▶ _Input rows_:
+++

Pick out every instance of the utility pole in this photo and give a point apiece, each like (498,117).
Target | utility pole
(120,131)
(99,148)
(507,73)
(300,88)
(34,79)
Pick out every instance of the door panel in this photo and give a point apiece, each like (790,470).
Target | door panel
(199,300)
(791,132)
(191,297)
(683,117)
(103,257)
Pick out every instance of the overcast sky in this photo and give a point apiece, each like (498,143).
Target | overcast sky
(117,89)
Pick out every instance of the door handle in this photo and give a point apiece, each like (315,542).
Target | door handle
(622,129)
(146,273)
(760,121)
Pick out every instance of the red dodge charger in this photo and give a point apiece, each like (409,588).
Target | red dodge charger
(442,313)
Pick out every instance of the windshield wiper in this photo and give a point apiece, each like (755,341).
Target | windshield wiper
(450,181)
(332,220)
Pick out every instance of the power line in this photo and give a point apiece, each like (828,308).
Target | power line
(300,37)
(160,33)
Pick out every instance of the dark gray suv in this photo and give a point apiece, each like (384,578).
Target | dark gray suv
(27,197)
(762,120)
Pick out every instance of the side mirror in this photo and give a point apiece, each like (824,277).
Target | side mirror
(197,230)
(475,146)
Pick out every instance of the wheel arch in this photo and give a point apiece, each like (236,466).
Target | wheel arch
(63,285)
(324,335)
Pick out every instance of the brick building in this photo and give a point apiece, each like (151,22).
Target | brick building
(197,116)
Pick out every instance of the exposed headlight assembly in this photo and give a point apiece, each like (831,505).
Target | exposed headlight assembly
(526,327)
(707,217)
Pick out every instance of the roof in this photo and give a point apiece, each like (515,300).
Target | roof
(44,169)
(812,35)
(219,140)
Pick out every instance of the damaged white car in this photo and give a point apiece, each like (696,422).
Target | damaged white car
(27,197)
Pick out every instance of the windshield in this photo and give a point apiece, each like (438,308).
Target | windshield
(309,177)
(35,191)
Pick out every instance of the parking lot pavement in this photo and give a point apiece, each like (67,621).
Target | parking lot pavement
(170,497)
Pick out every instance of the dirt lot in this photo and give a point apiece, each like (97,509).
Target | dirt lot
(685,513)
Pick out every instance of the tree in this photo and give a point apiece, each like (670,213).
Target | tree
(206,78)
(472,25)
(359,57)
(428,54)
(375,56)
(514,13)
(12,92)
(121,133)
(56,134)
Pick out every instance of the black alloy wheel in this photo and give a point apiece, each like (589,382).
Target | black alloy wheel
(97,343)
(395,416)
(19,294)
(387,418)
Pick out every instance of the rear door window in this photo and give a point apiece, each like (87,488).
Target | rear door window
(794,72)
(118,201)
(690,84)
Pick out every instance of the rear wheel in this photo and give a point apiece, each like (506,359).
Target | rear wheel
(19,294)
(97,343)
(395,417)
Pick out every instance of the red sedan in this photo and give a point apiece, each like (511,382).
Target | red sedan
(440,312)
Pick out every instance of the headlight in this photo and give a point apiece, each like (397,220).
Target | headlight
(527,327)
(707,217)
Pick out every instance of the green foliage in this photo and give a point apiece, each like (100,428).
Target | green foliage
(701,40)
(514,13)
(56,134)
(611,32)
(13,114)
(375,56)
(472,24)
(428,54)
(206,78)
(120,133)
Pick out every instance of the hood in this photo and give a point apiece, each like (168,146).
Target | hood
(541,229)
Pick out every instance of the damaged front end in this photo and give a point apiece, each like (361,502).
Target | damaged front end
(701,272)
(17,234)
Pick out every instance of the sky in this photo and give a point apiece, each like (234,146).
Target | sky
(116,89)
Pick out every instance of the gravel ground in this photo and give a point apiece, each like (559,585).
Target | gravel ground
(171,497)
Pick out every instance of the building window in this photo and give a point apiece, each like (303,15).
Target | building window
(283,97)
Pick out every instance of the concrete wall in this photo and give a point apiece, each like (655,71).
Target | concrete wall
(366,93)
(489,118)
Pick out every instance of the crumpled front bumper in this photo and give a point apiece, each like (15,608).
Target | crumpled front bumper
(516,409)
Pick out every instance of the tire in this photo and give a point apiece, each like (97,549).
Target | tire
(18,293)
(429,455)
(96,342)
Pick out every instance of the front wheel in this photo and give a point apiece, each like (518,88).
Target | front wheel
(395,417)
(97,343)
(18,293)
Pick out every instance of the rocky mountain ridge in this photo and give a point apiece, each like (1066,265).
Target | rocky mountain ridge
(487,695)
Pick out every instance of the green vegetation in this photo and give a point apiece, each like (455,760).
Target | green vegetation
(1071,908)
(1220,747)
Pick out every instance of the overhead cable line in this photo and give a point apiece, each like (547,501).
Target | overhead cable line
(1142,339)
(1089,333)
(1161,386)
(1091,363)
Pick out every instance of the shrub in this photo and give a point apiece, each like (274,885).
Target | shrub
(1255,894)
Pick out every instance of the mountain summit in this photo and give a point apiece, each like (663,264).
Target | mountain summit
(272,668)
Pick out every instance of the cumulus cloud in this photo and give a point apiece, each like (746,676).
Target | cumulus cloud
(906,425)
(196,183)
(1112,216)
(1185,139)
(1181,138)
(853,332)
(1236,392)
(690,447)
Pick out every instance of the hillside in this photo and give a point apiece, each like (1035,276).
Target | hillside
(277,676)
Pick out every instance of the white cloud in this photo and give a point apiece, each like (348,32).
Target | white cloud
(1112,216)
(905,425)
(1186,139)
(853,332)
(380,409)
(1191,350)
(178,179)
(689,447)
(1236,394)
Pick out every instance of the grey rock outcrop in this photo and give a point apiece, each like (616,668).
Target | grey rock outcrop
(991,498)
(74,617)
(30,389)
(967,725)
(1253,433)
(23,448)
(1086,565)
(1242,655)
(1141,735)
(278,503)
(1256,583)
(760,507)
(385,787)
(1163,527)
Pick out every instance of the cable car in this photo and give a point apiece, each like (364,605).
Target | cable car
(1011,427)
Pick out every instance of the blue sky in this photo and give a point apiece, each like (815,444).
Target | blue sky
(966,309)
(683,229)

+++

▶ _Stated exercise_: Copy all of the data exactly.

▶ _Reply to the task_:
Pick out every instance of the utility pole in this photo and give a point apiece, each like (498,117).
Target | utility pole
(120,131)
(99,148)
(507,73)
(300,88)
(34,79)
Pick out every instance of the door panel in this photo and give a point apiece, each like (790,470).
Target | door panel
(199,300)
(791,132)
(191,297)
(683,117)
(103,257)
Pick out every instance of the overcast sky in this photo and give a point apiece, each like (498,143).
Target | overcast sky
(117,89)
Pick out every instance of the door handle in this photo and give a point apiece, each like (315,542).
Target | door handle
(622,129)
(146,273)
(760,121)
Pick out every instance of the red dodge charger in this photo and give a point apiece, each like (409,588).
Target | red dodge charger
(442,313)
Pick out every instance of the windshield wiper in this photo and give a point apiece, each like (755,341).
Target | windshield wiper
(450,181)
(332,220)
Pick out every instance of the power line in this photo and give a point apiece, each like (828,308).
Target | power line
(300,37)
(160,33)
Pick out every instance of the dark gray suv in this photo and give a point apiece, each like (384,578).
Target | dark gray suv
(27,197)
(762,120)
Pick out every instance of the side mirror in this photo and give a point apiece, each like (824,277).
Target | side mirror
(197,230)
(475,146)
Pick out every instance of the wheel arch in this photo and give a point apiece, each like (236,466).
Target | wheel arch
(63,285)
(324,335)
Pick out every instance of the brick building in this photo and give a point apiece, each like (151,22).
Target | brick building
(197,116)
Pick out every instance of the exposed headlight assembly in this photo and give a point apiece, each like (831,505).
Target | exposed headlight assembly
(526,327)
(707,217)
Pick out every instance of the roof in this photo and give a point apiece, each like (515,300).
Target | roof
(44,169)
(812,35)
(219,140)
Pick out every instance of the damaged white car in this photo and give a point apiece, each like (696,422).
Target | damaged white car
(27,197)
Pick out every instance of the windshield in this photo and give a point apiece, each like (438,308).
Target | windshield
(309,177)
(35,191)
Pick out every instance of the parking lot pavement in this photo and give a point apiece, each like (67,621).
Target | parking lot pavement
(170,497)
Pick out every instance of the dirt lot in this photo and give a point apiece, each like (97,509).
Target | dirt lot
(685,513)
Pick out every instance of the tree in this photo and give a point apiece, each like (670,213).
Target | tree
(206,78)
(472,25)
(359,57)
(428,54)
(375,56)
(514,13)
(12,92)
(121,133)
(56,134)
Pick out every instance of the black alloy wheel in this photo and give a point apiece, each like (589,382).
Target | black alloy wheel
(97,343)
(395,416)
(19,294)
(387,418)
Pick out every instance of the rear door window in this photo and give a point apiece, each like (87,488).
Target | rear door window
(794,72)
(118,201)
(690,84)
Pick out every instance of the rear wheel in this photo and give a point apiece, each like (506,359).
Target | rear wheel
(19,294)
(97,343)
(395,417)
Pick out every instance of the red sedan in this photo and give a point apiece, each like (511,382).
Target | red sedan
(440,312)
Pick out every instance of the headlight in this photo and give a point apiece, each like (397,220).
Target | headlight
(527,327)
(707,217)
Pick out every instance of the green foliage in this photo and give a point apiece, each like (100,428).
Target | green foliage
(701,40)
(514,13)
(56,134)
(611,32)
(13,114)
(375,56)
(472,24)
(428,54)
(206,78)
(120,133)
Pick out every instance of the hood in this photo and give a point apiece, each like (168,146).
Target | hood
(541,229)
Pick out every instance of the damaged front end in this photo and give a point apiece, each like (361,502).
Target | damaged front end
(701,272)
(17,234)
Pick out every instance of the sky in this photo and give a point apiece, each like (234,146).
Target | sky
(116,89)
Pick out every instance of the gravel ground in this photo and give a point apiece, each like (559,585).
Target | gravel ground
(171,497)
Pick out every instance of the building window in this photo and give a point apiece, each like (303,15).
Target | building window
(283,97)
Pick out every instance of the concrete wall in this photo and give a point apiece, each like (655,71).
Target | concrete wall
(366,93)
(489,118)
Pick out every instance of the crumpled front bumper in this photo and give a point apiece, each like (15,608).
Target | crumpled front bumper
(516,409)
Pick out every instance of the tire in this photo and give a point apiece, each like (97,549).
Target | tire
(18,293)
(429,455)
(96,342)
Pick out every instance of the front wheel in this photo and give a point apiece, each like (518,88).
Target | front wheel
(395,417)
(97,343)
(18,293)
Pick out every instance of the rocky mountain ridge in this photo and give a point apiece, each like (1066,265).
Target | rocky mountain ridge
(487,695)
Pick out every instance of the green vegetation in this photo and give a point apiece, each like (455,760).
Target | green vegetation
(1071,908)
(1220,747)
Pick out every instance of the overhead cable line in this photo and give a point apiece, each like (547,501).
Target | overhead cable line
(1142,339)
(1089,333)
(1161,386)
(1091,363)
Pick out every instance of the shrub in this photo and give a point apiece, each like (274,885).
Target | shrub
(1255,894)
Pick out every instance of the mountain summit in this photo and give a point apiece, each like (663,264).
Target | mountain summit
(272,668)
Pick out every instance of the cumulus cloud in this photo and give a point apiece, each like (746,676).
Target | cumulus cloud
(906,425)
(196,183)
(1112,216)
(1185,139)
(1181,138)
(853,332)
(1236,392)
(690,447)
Pick out every instance of the hillside in this photo and give a point apiece, each like (1035,276).
Target | hillside
(277,676)
Pick out every instance of the white cloud in this photo and give a point apiece, each like (348,32).
Target | white cloud
(1112,216)
(905,425)
(1186,139)
(853,332)
(380,409)
(1191,350)
(178,179)
(689,447)
(1236,394)
Pick out every instance of the grey rock outcrop in this photo and give a point apiece, each like (616,668).
Target | grey rock outcrop
(991,498)
(74,617)
(30,389)
(967,725)
(1253,433)
(23,448)
(1086,565)
(1242,655)
(1141,735)
(278,503)
(1256,583)
(760,507)
(385,787)
(1163,527)
Pick out every instance of the cable car in this photo and give a point apiece, each like (364,605).
Target | cable car
(1011,427)
Pick out every instance of the blue sky in this photo and give a point apiece, each like (815,444).
Target | blue sky
(966,309)
(683,229)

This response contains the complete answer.